### Compiti assegnati
#1 Rispondi a queste domande sul testo su Nissan e Renault:
(a) Di quanto sono calate le vendite di Nissan nell'ultimo bilancio?
(b) Quale stabilimento europeo di Nissan non verrà chiuso?
(c) Di quale percentuale dovrebbero scendere gli investimenti sui nuovi veicoli?
#2 Per favore, riproduci fedelmente il passo del testo su Nissan e Renault che comincia con "Numeri poco incoraggianti, si" e prosegue fino a "tecnologia ibrida ‘plug-in’.".
#3 Riassumi il testo su Nissan e Renault in due frasi.

### Testo di partenza
---+---

L’ultimo bilancio è di quelli pesanti: vendite in calo del 10,6% (a 4,93 milioni di unità), ricavi netti scesi del 14,6% a 9.879 miliardi di yen, risultato operativo passato da un utile di 318,2 miliardi a una perdita di 40,5 miliardi e un margine operativo passato dal 2,7% a un -0,4%. Le conseguenze di questi numeri sono inevitabili razionalizzazioni: Nissan intende chiudere lo stabilimento di Barcellona. “Ci dispiace questa decisione di Nissan, che lascia non solo la Spagna, ma l’Europa, un mercato di 700 milioni di consumatori e di concentrare le sue attività in Asia. E questo nonostante gli enormi sforzi permessi dal Governo per mantenere lo stabilimento in attività”, ha detto la ministra degli Esteri spagnola, Arancha Gonzalez Laya. Per il Governo iberico significa perdere in un lampo quasi tremila posti di lavoro, ma secondo i sindacati l’impatto sarà pesante anche sull’indotto. La scampa, invece, l’altro stabilimento europeo di Nissan, quello di Sunderland dove sono e saranno prodotti crossover e Suv.
Numeri poco incoraggianti, si diceva, che con la imminente pubblicazione della strategia di riduzione dei costi della Renault (che potrebbe essere quantificata in 2 miliardi di euro), mettono sull’attenti anche i vertici dell’Eliseo; gli stessi che potrebbero rimettere in discussione il maxi-prestito da 5 miliardi di euro garantito dallo Stato al costruttore della Losanga, qualora quest’ultimo prevedesse la chiusura di stabilimenti in Francia. Uno smacco che lo Stato, azionista di Renault, non può e non vuole permettersi. Sul tavolo dell’Alleanza c’è anche una strategia pensata per mettere a stecchetto gli investimenti sui nuovi veicoli, destinati a scendere del 40% grazie a sinergie più spinte che mai: Nissan guiderà lo sviluppo della guida autonoma, Renault quello delle auto elettriche e Mitsubishi Motors penserà alla tecnologia ibrida ‘plug-in’.

---+---

[Voci di dati estratte]

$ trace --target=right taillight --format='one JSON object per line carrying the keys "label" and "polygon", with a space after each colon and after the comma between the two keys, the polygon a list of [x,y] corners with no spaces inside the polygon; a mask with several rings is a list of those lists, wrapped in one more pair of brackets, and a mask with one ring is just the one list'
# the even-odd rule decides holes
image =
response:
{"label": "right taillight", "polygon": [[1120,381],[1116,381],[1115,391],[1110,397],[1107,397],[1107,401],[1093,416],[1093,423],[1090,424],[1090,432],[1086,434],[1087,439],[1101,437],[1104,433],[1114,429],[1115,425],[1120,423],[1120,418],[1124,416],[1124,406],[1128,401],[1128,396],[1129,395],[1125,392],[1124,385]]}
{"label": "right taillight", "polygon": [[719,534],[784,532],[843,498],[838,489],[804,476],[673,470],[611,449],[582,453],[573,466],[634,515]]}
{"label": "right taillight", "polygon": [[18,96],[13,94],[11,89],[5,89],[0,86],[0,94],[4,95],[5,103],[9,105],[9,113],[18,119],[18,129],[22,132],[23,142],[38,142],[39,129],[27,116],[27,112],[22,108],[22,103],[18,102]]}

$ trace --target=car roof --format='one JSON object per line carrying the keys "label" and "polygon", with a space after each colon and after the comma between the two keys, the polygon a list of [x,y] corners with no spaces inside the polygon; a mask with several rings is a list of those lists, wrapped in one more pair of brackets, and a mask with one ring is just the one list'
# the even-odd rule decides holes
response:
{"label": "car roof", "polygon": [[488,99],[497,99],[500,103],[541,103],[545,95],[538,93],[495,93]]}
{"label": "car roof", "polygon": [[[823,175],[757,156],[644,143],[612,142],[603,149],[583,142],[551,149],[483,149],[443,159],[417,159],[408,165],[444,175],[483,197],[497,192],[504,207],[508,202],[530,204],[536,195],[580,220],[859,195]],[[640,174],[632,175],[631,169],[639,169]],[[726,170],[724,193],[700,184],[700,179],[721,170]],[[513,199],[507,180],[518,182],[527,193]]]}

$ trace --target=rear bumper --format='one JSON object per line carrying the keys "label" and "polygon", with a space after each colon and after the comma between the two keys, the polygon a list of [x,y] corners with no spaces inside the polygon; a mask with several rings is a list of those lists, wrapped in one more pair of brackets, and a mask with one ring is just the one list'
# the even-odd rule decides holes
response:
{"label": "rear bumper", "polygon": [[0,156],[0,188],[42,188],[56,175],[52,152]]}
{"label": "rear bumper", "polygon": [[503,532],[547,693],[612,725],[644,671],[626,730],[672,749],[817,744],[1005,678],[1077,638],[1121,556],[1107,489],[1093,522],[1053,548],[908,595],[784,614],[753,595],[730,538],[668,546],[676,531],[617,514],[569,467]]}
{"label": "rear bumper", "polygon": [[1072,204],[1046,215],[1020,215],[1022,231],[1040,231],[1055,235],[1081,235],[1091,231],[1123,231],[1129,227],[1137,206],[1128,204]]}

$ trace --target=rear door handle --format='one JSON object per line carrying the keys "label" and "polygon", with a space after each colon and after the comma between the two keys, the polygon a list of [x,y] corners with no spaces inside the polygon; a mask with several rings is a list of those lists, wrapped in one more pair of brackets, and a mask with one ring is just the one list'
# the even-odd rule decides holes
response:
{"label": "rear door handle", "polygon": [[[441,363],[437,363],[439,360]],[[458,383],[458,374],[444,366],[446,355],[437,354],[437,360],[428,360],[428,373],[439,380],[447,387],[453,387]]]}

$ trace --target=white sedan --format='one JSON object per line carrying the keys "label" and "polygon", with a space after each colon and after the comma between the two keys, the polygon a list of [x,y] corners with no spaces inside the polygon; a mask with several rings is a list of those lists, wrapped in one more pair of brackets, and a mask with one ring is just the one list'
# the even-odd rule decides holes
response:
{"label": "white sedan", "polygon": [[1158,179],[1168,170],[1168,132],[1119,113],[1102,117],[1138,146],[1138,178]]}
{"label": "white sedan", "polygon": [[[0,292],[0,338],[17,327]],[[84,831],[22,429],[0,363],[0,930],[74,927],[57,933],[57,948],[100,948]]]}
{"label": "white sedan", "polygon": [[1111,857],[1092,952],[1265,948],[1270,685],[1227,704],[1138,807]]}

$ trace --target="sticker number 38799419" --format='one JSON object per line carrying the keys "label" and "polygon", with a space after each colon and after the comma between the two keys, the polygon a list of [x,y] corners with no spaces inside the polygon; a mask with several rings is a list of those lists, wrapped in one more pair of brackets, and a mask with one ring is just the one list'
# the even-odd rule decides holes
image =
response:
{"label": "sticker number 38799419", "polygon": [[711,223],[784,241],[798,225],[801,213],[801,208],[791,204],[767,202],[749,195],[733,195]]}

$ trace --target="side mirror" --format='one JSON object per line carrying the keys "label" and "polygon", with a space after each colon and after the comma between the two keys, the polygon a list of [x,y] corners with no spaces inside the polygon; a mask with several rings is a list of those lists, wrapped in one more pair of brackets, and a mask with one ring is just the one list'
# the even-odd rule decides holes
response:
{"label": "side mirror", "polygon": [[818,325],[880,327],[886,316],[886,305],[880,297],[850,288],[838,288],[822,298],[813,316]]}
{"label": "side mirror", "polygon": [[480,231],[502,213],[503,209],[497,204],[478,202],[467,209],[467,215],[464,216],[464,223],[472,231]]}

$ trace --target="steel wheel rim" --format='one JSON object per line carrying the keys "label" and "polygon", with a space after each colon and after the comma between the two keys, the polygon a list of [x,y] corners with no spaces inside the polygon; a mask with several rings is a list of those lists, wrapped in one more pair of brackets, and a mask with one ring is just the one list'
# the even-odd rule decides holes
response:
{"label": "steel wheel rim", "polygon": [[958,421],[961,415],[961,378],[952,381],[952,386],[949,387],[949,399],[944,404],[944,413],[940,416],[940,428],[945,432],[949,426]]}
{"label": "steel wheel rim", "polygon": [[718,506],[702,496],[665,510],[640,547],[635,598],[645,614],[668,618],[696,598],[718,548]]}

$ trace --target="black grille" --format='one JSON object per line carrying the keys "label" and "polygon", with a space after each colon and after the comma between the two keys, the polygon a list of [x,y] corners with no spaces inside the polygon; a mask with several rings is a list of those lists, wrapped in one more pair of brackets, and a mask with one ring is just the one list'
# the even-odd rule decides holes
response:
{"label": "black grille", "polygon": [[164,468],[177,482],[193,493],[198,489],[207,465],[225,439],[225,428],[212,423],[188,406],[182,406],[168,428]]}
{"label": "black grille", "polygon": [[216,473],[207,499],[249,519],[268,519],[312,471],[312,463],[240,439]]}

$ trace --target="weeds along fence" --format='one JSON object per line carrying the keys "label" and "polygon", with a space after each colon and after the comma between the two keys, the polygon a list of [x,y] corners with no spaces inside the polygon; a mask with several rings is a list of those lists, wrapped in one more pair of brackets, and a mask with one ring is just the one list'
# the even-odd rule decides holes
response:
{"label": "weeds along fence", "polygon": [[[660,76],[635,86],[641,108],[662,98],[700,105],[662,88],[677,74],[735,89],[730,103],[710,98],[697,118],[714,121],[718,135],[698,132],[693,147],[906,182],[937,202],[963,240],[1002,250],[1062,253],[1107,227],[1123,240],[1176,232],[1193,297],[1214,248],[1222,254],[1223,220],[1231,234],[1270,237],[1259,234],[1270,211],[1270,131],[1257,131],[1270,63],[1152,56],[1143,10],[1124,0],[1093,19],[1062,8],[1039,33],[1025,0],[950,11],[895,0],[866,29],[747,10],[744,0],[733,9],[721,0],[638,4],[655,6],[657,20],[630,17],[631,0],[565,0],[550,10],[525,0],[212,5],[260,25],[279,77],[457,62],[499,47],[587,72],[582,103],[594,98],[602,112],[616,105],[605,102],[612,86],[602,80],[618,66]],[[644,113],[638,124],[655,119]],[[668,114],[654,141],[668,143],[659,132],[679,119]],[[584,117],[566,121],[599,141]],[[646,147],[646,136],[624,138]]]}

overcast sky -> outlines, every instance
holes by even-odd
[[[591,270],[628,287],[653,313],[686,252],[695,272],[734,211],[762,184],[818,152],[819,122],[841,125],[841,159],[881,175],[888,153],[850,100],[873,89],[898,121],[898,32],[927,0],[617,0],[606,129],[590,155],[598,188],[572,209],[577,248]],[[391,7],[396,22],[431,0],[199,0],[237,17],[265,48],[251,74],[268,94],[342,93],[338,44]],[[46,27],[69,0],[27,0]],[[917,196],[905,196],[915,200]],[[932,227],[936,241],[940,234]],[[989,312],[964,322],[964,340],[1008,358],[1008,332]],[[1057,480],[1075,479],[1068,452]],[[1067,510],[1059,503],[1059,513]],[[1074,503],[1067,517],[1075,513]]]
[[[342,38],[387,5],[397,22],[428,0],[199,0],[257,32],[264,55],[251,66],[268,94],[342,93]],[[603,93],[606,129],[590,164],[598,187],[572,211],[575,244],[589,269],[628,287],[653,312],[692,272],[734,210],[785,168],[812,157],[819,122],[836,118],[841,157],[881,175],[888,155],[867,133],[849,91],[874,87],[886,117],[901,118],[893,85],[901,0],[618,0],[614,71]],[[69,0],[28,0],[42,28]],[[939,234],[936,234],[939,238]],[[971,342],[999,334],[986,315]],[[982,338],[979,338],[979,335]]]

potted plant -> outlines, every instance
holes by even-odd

---+---

### Soluzioni dei compiti
#1
(a) Del 10,6%, a 4,93 milioni di unità.
(b) Quello di Sunderland.
(c) Del 40%.

#2
Numeri poco incoraggianti, si diceva, che con la imminente pubblicazione della strategia di riduzione dei costi della Renault (che potrebbe essere quantificata in 2 miliardi di euro), mettono sull’attenti anche i vertici dell’Eliseo; gli stessi che potrebbero rimettere in discussione il maxi-prestito da 5 miliardi di euro garantito dallo Stato al costruttore della Losanga, qualora quest’ultimo prevedesse la chiusura di stabilimenti in Francia. Uno smacco che lo Stato, azionista di Renault, non può e non vuole permettersi. Sul tavolo dell’Alleanza c’è anche una strategia pensata per mettere a stecchetto gli investimenti sui nuovi veicoli, destinati a scendere del 40% grazie a sinergie più spinte che mai: Nissan guiderà lo sviluppo della guida autonoma, Renault quello delle auto elettriche e Mitsubishi Motors penserà alla tecnologia ibrida ‘plug-in’.

#3 Nissan ha chiuso l'ultimo bilancio con vendite e ricavi in calo e una perdita operativa, e intende chiudere lo stabilimento di Barcellona, dove si perderanno quasi tremila posti di lavoro. Intanto Renault prepara una strategia di riduzione dei costi che mette in allerta l'Eliseo, mentre l'Alleanza punta a ridurre del 40% gli investimenti sui nuovi veicoli: Nissan guiderà lo sviluppo della guida autonoma, Renault quello delle auto elettriche e Mitsubishi Motors si occuperà della tecnologia ibrida plug-in.